* **AIM OF THE TASK**: Only the lines from the one with "[[212, 13], [158, 138], [98, 109], [94, 37]]" through the end of the data are wanted, copied exactly.

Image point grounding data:
+ + + + + + +

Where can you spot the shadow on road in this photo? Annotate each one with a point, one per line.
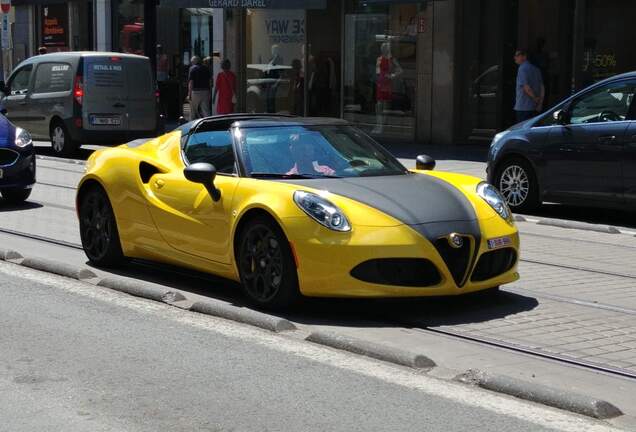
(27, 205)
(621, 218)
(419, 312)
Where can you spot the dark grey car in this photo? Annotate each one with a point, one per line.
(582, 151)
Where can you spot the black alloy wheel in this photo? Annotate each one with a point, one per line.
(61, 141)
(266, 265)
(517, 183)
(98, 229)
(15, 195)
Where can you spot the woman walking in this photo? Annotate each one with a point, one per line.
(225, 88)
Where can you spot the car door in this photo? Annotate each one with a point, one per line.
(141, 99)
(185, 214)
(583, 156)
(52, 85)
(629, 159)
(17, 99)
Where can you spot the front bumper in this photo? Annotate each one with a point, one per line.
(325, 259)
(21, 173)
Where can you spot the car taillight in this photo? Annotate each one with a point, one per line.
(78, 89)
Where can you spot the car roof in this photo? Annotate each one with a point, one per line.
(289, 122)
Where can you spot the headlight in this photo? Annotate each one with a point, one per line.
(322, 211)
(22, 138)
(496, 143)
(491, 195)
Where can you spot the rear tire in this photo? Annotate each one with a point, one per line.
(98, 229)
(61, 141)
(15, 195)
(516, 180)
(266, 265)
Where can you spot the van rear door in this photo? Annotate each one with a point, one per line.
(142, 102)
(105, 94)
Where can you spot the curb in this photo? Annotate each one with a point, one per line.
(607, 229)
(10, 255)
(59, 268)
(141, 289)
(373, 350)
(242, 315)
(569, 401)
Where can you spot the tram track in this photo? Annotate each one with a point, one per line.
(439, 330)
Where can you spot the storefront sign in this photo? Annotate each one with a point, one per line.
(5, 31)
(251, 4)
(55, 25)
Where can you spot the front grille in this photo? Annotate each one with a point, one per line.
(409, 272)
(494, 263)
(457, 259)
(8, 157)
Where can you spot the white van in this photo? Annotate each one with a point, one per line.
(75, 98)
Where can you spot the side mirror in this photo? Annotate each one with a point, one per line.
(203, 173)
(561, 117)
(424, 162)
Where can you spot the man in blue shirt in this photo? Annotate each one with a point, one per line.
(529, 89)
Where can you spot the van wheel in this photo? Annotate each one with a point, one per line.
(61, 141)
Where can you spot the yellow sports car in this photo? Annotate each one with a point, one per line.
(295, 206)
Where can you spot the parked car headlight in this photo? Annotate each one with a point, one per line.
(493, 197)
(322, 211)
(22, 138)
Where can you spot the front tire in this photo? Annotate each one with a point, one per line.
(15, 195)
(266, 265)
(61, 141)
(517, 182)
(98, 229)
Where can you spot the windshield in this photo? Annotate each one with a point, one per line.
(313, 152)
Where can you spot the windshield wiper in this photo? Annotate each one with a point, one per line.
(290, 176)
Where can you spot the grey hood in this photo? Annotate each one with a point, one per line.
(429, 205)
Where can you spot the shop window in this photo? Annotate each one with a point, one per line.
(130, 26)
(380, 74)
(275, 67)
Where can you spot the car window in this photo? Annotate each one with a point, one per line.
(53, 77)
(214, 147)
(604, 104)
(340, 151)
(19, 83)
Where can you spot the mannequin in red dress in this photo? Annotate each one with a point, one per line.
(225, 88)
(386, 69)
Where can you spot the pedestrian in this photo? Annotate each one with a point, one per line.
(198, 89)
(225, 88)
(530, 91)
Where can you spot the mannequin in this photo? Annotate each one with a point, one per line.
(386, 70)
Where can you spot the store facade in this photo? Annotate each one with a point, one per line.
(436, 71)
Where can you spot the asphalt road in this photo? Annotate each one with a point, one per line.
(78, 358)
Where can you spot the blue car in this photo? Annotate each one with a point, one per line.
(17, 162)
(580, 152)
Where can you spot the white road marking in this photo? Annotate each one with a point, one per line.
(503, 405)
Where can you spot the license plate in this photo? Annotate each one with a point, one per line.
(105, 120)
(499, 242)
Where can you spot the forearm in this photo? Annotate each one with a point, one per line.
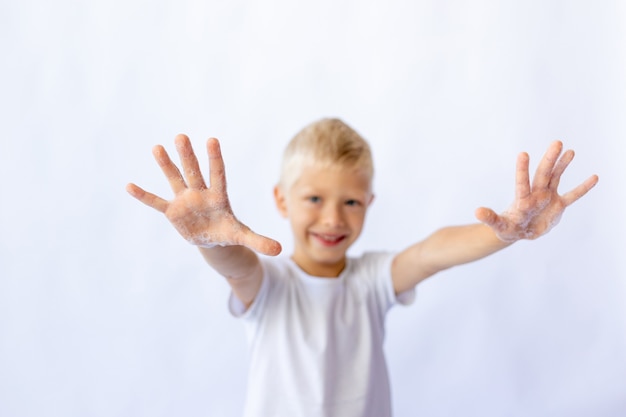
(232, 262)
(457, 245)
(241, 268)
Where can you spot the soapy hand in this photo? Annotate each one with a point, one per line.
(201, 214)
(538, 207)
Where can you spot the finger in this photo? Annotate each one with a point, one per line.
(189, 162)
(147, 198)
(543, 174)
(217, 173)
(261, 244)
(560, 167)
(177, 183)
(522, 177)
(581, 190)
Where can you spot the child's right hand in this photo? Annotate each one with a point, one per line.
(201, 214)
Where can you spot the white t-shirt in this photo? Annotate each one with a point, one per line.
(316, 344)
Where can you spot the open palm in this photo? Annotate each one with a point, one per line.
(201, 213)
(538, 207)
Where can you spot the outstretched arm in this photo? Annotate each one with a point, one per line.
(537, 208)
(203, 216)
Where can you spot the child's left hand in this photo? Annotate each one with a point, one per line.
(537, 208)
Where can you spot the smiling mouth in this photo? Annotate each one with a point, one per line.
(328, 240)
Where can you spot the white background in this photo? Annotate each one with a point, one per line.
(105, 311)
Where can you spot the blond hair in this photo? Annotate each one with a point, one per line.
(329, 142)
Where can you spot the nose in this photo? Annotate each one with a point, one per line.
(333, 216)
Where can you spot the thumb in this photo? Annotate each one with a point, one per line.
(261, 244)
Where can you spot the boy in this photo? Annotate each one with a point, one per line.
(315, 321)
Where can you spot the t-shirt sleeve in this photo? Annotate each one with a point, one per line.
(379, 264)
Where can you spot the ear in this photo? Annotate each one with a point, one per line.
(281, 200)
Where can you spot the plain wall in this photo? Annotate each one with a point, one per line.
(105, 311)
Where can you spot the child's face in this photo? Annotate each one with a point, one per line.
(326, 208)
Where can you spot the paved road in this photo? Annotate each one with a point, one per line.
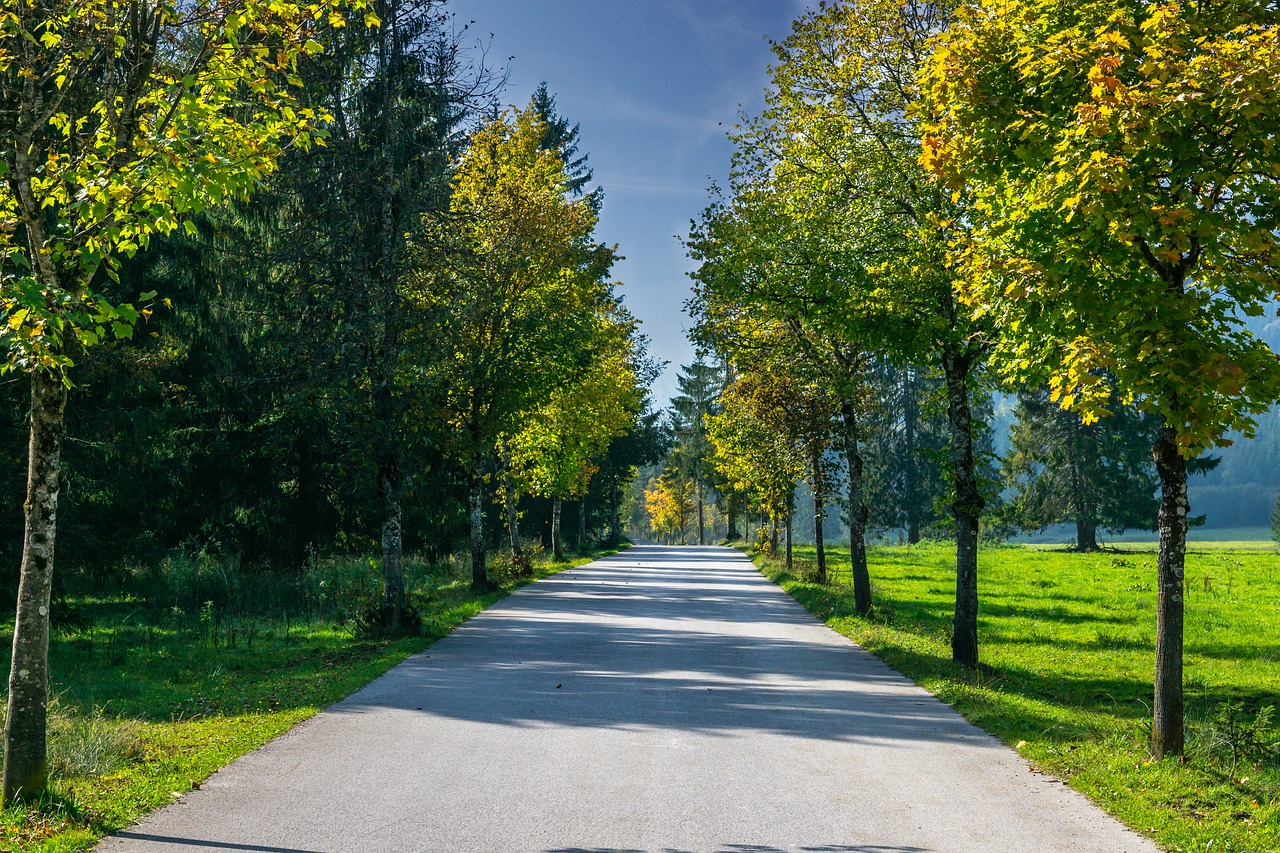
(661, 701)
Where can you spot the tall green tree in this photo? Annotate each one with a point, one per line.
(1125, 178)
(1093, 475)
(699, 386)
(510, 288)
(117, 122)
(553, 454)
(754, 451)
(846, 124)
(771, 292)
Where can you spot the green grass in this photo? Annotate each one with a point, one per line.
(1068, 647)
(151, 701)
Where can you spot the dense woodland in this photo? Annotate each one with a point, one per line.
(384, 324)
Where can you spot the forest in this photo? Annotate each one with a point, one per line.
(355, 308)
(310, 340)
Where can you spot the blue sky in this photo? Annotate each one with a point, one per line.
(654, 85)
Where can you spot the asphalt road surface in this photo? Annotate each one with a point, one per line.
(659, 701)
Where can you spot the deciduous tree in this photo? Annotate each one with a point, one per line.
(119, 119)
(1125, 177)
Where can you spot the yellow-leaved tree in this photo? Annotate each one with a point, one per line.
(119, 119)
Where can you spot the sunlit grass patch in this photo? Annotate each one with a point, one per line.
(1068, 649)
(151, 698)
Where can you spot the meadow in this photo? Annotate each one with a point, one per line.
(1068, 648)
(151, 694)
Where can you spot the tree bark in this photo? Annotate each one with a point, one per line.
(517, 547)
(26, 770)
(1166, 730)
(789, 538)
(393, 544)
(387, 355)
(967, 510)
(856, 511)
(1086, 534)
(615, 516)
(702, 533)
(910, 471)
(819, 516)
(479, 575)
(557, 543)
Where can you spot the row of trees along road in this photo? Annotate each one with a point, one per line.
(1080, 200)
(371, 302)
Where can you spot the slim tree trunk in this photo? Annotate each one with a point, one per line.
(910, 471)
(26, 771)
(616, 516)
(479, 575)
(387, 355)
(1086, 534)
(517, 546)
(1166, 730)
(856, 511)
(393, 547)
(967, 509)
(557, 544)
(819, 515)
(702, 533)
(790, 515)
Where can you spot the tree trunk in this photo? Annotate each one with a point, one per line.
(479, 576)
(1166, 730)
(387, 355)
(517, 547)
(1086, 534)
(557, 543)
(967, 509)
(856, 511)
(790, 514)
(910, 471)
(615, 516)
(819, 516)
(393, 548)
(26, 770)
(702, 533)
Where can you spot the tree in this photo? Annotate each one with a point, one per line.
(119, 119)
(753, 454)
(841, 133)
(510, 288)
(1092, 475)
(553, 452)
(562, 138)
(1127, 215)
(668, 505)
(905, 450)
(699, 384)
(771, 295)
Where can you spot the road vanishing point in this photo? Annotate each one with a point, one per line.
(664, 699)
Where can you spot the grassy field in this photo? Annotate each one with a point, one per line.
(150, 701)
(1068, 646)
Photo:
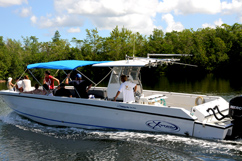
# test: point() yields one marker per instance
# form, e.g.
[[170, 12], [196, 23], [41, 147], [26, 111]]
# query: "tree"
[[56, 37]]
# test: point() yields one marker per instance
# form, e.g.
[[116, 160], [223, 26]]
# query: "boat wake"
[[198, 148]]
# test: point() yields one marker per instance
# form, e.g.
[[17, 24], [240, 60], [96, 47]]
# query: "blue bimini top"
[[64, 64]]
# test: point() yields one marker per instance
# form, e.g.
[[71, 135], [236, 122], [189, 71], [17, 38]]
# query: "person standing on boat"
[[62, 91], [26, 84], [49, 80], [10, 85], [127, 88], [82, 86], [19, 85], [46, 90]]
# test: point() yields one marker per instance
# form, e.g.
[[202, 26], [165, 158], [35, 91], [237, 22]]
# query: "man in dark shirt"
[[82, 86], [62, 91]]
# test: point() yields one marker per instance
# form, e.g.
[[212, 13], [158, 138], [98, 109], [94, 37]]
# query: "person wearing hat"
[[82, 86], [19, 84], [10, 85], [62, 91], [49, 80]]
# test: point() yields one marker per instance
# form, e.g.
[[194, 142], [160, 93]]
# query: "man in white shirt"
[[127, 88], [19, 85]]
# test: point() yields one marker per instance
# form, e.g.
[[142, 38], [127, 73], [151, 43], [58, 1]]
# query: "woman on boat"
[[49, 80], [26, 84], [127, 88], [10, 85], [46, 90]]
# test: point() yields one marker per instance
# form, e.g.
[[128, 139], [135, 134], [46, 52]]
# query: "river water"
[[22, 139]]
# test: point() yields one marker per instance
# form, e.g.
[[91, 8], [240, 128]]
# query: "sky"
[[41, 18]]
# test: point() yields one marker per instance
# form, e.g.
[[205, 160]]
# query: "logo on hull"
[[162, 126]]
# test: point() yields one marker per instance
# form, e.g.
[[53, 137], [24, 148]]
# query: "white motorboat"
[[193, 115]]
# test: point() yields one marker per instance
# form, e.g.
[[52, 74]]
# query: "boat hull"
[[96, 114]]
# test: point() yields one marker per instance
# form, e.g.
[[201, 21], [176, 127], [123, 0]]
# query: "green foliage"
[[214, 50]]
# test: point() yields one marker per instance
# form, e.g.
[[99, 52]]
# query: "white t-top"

+ + + + + + +

* **RESPONSE TO THIS EXERCISE**:
[[212, 13], [158, 138], [98, 109], [94, 37]]
# query: "person wearing hat"
[[82, 86], [19, 84], [10, 85], [62, 91], [49, 80]]
# test: point() yields one marker per instance
# form, e.g.
[[194, 142], [160, 93]]
# query: "man in white shirt"
[[127, 88], [19, 85]]
# test: point() yields one marker per instance
# form, e.g.
[[142, 38], [127, 73], [151, 43], [58, 1]]
# query: "woman on boat"
[[49, 80], [26, 84], [127, 88], [10, 85], [46, 90]]
# test: point() yields one marker per instance
# form, e.g.
[[128, 139], [135, 134], [46, 52]]
# query: "river water"
[[22, 139]]
# test: point() yields one marker per instance
# form, e.g.
[[91, 8], [240, 128]]
# query: "sky"
[[41, 18]]
# test: point() yields one marker per instance
# form, e.g.
[[205, 160]]
# query: "logo on hull"
[[162, 126]]
# test: point() yields one marker per instance
# form, e.g.
[[53, 137], [24, 148]]
# query: "white motorboat"
[[193, 115]]
# test: point() yields one marker per instance
# form, e.g.
[[52, 74]]
# query: "boat hull"
[[96, 114]]
# test: point() yields one marker per instance
# form, e.g.
[[201, 21], [176, 127], [123, 0]]
# query: "green foliage"
[[214, 50]]
# test: point() yields one marker per instance
# form, e.g.
[[99, 52]]
# query: "white t-top"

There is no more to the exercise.